DIRECTIVE: What is needed is an exact repeat of the lines from the line containing "the horse ear" through the final line of the entries below, and nothing else.

-*-*-

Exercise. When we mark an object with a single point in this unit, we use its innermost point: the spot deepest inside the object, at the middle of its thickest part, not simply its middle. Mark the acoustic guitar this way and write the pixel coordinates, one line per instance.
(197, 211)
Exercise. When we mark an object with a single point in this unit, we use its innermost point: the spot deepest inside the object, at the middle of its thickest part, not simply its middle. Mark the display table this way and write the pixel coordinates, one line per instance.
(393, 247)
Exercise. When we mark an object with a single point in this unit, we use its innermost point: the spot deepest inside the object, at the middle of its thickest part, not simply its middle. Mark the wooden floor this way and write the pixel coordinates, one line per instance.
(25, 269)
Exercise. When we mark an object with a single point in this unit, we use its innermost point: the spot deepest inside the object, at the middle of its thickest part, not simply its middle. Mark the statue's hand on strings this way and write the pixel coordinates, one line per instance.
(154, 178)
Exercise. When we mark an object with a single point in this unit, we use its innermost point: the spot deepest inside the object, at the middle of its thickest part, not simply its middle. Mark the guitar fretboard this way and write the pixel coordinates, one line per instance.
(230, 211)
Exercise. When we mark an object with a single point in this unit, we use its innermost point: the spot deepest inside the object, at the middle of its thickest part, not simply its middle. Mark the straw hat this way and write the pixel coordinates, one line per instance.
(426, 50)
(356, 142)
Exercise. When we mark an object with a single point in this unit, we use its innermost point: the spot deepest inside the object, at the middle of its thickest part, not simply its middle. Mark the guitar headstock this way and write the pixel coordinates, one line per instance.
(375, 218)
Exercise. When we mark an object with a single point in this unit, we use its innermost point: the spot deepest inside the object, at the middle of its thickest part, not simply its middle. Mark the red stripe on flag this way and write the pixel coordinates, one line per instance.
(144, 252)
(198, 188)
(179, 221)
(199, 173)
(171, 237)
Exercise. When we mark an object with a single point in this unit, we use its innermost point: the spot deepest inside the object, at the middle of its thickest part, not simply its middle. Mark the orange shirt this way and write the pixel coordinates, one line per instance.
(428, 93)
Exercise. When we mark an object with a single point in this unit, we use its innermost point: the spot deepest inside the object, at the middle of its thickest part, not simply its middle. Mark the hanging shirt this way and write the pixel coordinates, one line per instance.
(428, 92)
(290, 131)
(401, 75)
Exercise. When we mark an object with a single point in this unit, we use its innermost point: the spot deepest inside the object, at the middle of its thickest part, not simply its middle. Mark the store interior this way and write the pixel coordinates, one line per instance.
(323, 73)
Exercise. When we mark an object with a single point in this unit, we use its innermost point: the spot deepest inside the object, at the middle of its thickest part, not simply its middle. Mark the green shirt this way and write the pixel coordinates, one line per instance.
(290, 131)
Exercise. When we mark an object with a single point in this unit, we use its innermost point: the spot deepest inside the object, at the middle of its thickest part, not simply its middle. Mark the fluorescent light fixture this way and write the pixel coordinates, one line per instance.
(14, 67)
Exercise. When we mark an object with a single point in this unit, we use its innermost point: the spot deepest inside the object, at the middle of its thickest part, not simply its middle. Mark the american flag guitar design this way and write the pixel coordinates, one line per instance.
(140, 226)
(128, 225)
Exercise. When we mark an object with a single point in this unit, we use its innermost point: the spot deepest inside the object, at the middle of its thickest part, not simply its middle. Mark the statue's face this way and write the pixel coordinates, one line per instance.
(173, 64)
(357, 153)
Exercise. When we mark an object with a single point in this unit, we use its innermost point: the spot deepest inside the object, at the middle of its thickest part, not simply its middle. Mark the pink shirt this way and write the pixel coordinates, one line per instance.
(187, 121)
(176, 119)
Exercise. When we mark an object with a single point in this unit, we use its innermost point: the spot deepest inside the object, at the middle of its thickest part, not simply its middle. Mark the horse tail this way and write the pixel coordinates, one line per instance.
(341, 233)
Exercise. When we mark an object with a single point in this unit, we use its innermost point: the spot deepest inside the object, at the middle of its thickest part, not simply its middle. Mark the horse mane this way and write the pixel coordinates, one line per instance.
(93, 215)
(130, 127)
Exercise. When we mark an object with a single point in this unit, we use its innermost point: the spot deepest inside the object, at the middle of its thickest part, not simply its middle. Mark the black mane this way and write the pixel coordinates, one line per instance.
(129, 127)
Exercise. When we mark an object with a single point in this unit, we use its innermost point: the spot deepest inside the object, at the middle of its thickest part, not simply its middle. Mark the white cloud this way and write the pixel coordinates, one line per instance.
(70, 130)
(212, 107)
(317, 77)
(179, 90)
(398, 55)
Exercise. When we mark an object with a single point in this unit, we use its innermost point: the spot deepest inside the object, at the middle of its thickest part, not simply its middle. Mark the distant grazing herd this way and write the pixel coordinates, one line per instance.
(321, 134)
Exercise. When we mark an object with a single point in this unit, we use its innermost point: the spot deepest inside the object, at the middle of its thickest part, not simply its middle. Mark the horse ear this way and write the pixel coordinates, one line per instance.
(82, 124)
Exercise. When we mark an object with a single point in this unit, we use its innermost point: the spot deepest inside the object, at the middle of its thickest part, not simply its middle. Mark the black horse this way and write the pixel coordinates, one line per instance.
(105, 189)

-*-*-

FULL ANSWER:
Exercise. When we mark an object with a single point in this unit, we use its innermost point: the spot deepest inside the object, at the middle of its thickest part, not simply its middle. Mark the horse ear this way and write the pixel coordinates, one line per instance.
(82, 124)
Exercise. When we mark an object with a single point in this unit, we use its innermost point: the spot deepest inside the object, at the middle of its thickest part, not simply its middle. Mark the black horse this way and write the pixel coordinates, one line per instance.
(105, 189)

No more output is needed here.